>>>>>
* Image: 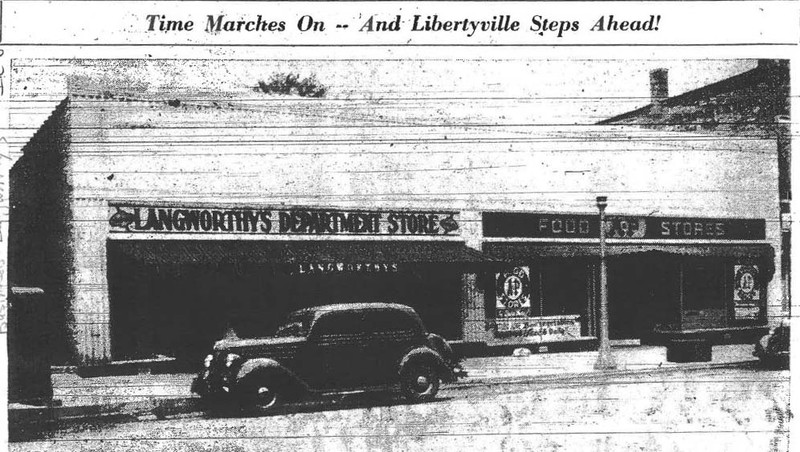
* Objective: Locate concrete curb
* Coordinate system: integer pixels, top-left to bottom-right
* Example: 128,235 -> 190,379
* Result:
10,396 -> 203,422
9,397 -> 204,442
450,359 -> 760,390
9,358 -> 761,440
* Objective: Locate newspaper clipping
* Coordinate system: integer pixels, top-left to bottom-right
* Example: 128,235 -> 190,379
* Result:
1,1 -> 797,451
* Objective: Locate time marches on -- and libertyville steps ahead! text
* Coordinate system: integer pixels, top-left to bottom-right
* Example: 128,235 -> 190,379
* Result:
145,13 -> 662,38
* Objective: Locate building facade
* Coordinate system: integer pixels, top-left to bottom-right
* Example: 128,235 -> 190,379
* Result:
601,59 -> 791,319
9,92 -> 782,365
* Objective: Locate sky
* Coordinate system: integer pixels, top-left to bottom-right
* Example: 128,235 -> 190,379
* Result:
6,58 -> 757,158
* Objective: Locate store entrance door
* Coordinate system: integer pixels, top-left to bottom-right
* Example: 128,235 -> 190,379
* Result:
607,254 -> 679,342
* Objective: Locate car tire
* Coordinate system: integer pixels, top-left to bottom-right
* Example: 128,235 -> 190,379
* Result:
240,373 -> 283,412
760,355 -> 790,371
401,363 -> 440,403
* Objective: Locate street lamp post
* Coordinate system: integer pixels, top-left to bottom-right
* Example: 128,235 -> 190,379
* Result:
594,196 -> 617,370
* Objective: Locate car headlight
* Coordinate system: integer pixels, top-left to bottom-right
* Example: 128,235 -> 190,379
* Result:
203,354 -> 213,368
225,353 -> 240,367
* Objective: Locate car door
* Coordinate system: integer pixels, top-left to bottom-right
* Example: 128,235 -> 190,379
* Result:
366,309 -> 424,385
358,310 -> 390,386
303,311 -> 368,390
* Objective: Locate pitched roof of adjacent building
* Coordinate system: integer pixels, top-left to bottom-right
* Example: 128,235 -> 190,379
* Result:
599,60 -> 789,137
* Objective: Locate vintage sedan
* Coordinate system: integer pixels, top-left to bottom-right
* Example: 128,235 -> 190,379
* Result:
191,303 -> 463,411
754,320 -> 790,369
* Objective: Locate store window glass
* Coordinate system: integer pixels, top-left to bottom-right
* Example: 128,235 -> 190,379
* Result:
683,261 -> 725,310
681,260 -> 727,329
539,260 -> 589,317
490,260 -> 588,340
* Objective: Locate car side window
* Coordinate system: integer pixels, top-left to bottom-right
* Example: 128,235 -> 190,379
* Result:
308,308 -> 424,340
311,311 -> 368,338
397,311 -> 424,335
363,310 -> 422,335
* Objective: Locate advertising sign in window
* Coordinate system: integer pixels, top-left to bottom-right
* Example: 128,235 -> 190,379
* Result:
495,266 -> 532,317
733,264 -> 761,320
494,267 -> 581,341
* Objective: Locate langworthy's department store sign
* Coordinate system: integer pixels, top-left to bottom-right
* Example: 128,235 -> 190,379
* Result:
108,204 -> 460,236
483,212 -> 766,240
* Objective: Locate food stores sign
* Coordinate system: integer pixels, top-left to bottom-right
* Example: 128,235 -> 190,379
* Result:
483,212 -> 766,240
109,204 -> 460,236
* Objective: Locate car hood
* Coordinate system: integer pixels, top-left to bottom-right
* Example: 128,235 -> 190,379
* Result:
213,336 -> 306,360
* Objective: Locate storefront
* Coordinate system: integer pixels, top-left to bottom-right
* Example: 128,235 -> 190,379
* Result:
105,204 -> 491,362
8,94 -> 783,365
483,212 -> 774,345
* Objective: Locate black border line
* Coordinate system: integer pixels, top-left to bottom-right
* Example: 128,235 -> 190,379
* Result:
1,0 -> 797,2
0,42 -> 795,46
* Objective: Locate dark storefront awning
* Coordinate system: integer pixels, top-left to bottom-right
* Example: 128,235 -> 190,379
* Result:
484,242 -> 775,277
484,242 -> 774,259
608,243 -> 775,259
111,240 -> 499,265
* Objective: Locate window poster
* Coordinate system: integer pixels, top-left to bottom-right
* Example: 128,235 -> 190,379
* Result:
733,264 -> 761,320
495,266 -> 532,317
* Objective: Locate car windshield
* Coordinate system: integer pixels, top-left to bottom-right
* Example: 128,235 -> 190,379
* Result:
<<<<<
Each line above where the word "sign" occurs should be returned in full.

Written reply ->
* Objective: Locate advertising sign in window
* Objective: Locate langworthy's department store sign
* Objective: Locate food stores sign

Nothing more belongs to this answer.